---- PROVIDED PASSAGE
What Ampere represents is the combination of multiple generations of the Tensor Core on the training side as well as our most recent work in Turing architecture that we did for studying and understanding inference. Today, the Turing T4 GPU is a fantastic inference GPU. And the Tensor Core that's in Turing, the second-generation Tensor Core, we took the Volta Tensor Core and advanced it for Turing to add inference capabilities. What inference needs, it's a different kind of workload than training. Training, you're taking a neural network, and you're teaching it a problem by running massive amounts of data through. Because of the nature of the training problem, you typically do it in 32-bit floating point calculations. You need to keep the full range of the data. In some cases, we can optimize it to 16 bits, FP16. That's state of the art in training. For inference, which is the deployment of AI, you can go a step further, because you're only doing the forward pass of the AI calculation, and the state of the art there is doing it in eight-bit integer. In some cases, you can even go with four bits in integer arithmetic. That's eight bits, so eight zeros and ones versus 16 and 32. I say that simply. To make all that work is, of course, a massive amount of software and numerical statistical work as well as understanding how to manage precision as well as performance to get things to be state of the art, both in accuracy and time to convergence for training and lowest possible latency for inference.
--------
---- RECORD EXCERPTS
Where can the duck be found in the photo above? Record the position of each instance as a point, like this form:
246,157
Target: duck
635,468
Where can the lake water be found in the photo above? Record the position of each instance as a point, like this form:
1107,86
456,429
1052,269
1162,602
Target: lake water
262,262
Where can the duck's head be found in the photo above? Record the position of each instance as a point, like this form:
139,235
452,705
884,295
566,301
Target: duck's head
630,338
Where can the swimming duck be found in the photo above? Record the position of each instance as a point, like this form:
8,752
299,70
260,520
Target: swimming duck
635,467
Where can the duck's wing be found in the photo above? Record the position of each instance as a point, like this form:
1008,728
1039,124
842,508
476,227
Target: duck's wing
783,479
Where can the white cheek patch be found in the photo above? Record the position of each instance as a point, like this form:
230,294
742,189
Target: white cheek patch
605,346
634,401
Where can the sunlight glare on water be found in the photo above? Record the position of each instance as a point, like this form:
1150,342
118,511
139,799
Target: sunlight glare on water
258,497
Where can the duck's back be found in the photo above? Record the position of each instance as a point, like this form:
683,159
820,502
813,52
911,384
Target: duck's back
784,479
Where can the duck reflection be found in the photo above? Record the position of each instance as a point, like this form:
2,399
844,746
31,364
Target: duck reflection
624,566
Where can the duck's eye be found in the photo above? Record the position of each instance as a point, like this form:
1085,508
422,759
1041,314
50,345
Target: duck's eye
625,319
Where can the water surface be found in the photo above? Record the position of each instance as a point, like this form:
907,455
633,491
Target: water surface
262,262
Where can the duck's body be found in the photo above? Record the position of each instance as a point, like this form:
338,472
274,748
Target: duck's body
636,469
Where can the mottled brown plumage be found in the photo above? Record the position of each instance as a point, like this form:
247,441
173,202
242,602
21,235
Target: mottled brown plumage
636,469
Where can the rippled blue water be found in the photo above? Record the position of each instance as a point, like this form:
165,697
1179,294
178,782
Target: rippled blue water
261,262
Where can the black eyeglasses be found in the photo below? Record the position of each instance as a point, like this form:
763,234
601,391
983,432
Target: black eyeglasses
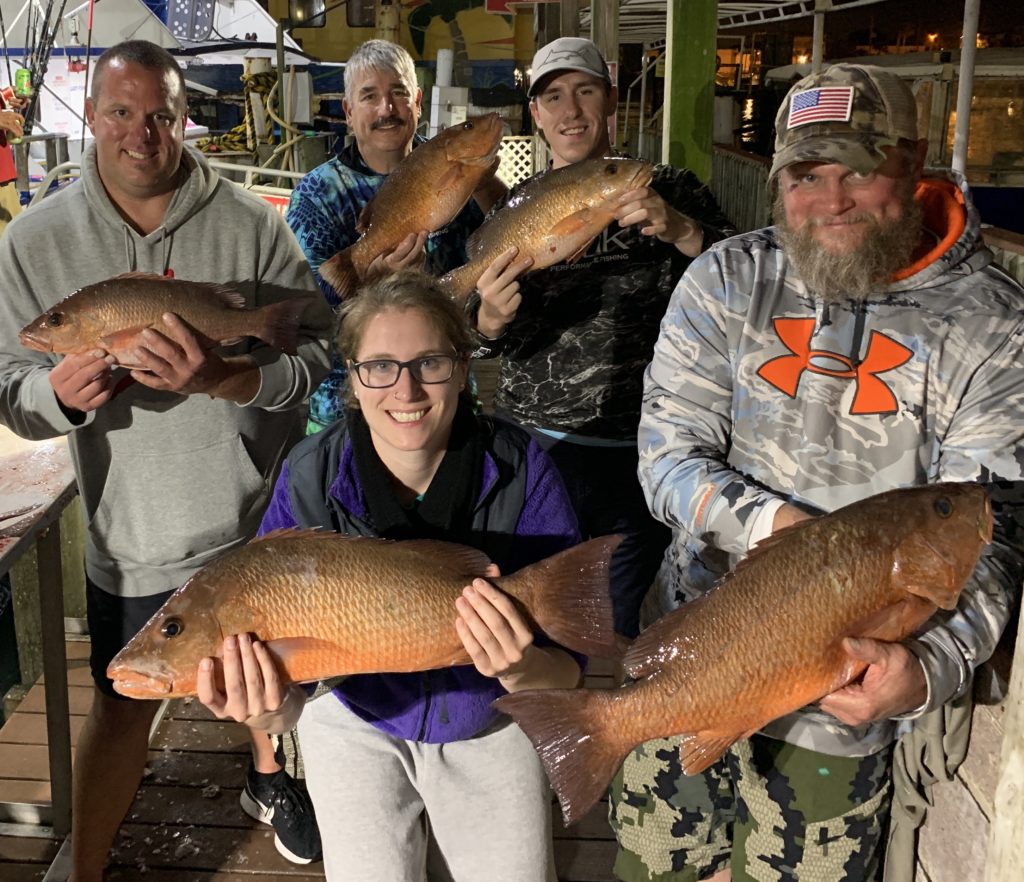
381,373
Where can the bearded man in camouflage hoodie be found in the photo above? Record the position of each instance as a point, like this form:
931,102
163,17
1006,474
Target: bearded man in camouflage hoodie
865,342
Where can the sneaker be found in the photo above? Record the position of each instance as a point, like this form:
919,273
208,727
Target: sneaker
284,803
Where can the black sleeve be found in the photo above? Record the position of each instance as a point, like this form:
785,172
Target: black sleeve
682,190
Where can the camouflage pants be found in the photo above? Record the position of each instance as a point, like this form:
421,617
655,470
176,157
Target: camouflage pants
772,811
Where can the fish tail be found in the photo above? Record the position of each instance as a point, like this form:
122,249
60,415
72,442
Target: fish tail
568,598
340,273
281,322
574,739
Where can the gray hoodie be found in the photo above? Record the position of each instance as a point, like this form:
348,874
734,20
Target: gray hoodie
168,481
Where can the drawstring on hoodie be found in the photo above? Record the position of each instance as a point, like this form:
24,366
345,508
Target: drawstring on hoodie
131,254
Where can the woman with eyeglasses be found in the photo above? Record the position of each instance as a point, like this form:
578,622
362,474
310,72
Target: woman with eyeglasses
396,761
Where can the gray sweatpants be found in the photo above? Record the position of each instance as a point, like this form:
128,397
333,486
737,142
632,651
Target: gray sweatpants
482,805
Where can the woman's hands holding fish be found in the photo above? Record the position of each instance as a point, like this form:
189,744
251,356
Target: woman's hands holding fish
893,683
83,382
501,643
174,362
499,289
659,219
407,254
253,693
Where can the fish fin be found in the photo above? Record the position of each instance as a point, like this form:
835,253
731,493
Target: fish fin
581,251
339,271
366,217
450,179
927,571
470,562
227,296
137,275
280,323
660,642
570,731
572,223
702,749
896,621
294,533
567,596
306,659
122,338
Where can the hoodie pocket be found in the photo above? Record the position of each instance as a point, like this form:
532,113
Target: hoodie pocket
166,508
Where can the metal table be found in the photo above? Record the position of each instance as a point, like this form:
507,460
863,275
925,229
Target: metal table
38,475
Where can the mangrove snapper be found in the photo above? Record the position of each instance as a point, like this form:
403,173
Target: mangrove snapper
553,217
426,192
327,604
767,640
112,313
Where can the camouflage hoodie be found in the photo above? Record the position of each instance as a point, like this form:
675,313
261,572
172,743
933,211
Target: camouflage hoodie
759,392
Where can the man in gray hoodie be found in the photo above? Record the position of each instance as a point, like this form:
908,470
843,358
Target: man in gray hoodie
175,462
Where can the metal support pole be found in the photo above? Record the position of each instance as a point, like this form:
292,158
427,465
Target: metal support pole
568,14
969,49
689,86
55,672
818,42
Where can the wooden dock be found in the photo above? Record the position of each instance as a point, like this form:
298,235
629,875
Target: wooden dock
185,824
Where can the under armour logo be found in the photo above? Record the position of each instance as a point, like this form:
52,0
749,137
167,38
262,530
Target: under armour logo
871,396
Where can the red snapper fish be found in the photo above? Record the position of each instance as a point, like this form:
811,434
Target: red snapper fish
327,604
111,315
767,639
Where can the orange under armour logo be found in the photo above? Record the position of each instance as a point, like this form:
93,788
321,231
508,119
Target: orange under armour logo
872,395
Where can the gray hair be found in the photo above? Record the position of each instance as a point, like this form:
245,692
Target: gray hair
380,55
143,53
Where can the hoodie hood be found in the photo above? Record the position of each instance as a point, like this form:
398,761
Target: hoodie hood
151,253
951,217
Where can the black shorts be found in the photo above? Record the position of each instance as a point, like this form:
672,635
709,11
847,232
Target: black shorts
113,622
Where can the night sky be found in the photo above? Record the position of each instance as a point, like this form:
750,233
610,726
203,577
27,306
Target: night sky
907,22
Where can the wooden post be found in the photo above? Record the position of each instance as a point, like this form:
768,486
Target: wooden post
1006,839
689,86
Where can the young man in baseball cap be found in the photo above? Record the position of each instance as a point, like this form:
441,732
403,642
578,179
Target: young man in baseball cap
574,340
862,344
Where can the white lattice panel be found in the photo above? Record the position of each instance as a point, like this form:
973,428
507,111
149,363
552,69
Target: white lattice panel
517,159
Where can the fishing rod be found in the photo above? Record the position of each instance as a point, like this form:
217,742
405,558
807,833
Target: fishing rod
88,63
6,51
45,47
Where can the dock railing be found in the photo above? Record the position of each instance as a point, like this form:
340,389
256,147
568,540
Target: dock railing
739,181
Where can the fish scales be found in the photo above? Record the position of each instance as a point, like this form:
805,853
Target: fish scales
551,218
327,604
111,315
426,192
767,640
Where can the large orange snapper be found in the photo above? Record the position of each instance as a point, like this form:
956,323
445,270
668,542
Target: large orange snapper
328,604
768,639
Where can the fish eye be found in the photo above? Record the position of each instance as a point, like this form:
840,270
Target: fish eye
172,627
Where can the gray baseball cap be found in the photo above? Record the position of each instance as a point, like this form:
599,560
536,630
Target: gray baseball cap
567,53
845,115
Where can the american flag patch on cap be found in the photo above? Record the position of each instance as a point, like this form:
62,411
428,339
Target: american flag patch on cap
824,105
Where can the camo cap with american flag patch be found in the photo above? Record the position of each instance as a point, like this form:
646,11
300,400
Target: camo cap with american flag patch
846,115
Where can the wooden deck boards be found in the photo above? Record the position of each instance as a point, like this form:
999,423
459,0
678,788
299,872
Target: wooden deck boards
185,824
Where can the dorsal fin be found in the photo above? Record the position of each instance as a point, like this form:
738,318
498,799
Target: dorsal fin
227,296
659,642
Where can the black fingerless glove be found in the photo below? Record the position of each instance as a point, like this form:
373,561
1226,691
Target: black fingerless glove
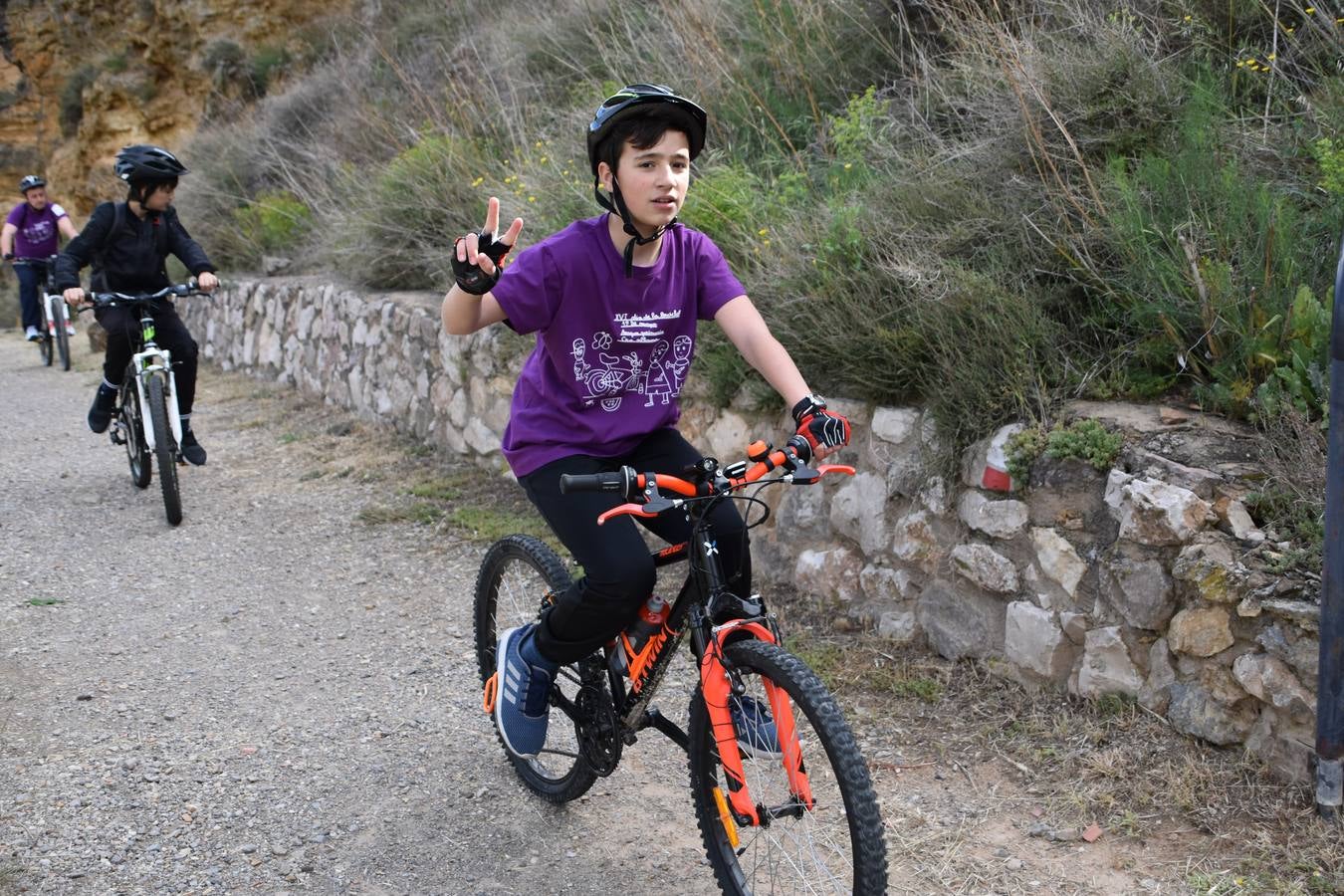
472,278
817,425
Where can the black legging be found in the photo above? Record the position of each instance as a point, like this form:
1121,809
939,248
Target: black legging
617,564
122,326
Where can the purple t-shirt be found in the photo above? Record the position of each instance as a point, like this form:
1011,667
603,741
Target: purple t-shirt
38,235
611,352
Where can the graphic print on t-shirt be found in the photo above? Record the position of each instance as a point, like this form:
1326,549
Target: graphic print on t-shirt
633,360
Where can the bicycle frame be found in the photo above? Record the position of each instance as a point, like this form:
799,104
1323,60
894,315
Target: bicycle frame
694,608
149,361
150,358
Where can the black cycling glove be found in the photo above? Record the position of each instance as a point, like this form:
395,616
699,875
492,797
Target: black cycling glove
471,278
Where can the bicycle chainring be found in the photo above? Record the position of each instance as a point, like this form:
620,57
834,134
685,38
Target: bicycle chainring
597,727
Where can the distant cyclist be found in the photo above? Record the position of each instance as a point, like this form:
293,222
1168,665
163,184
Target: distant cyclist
126,245
33,230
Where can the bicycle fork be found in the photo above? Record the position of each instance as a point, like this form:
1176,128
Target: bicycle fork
717,687
152,361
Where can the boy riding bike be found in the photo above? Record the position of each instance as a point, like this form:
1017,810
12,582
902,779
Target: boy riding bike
127,243
622,291
33,230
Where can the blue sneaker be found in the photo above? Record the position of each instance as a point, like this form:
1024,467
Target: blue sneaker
756,729
523,687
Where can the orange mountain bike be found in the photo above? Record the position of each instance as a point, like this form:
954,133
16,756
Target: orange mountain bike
795,814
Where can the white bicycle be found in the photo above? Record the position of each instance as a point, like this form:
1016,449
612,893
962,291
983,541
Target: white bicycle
146,419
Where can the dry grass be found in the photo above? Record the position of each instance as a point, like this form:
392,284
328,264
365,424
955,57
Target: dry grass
1225,823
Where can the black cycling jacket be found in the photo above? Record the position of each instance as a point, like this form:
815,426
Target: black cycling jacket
133,258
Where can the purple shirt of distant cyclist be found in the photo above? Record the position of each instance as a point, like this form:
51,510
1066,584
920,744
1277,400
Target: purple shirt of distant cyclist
37,231
613,350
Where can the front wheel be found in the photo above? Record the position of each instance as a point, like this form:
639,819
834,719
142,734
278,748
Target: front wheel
62,336
835,846
133,430
165,450
45,338
519,575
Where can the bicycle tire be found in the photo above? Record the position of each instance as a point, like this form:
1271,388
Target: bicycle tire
45,338
517,575
62,336
133,427
165,450
835,846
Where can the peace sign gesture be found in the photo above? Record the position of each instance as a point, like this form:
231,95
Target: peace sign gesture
479,256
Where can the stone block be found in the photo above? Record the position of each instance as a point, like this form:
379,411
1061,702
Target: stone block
1201,631
1002,519
1194,712
857,511
986,567
1106,666
960,625
1058,560
1033,641
1136,584
1152,512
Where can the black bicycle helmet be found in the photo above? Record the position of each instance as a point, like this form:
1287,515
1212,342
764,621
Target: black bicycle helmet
632,99
629,101
144,162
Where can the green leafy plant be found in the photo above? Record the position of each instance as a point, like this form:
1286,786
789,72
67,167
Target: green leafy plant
1082,439
275,220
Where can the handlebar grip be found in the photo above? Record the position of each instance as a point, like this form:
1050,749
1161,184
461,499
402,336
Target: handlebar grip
--------
| JOB |
Copy out the passage above about Ampere and the Tensor Core in full, word for word.

| COMPLETED EXERCISE |
What Ampere represents is the combination of multiple generations of the Tensor Core on the training side as well as our most recent work in Turing architecture that we did for studying and understanding inference. Today, the Turing T4 GPU is a fantastic inference GPU. And the Tensor Core that's in Turing, the second-generation Tensor Core, we took the Volta Tensor Core and advanced it for Turing to add inference capabilities. What inference needs, it's a different kind of workload than training. Training, you're taking a neural network, and you're teaching it a problem by running massive amounts of data through. Because of the nature of the training problem, you typically do it in 32-bit floating point calculations. You need to keep the full range of the data. In some cases, we can optimize it to 16 bits, FP16. That's state of the art in training. For inference, which is the deployment of AI, you can go a step further, because you're only doing the forward pass of the AI calculation, and the state of the art there is doing it in eight-bit integer. In some cases, you can even go with four bits in integer arithmetic. That's eight bits, so eight zeros and ones versus 16 and 32. I say that simply. To make all that work is, of course, a massive amount of software and numerical statistical work as well as understanding how to manage precision as well as performance to get things to be state of the art, both in accuracy and time to convergence for training and lowest possible latency for inference.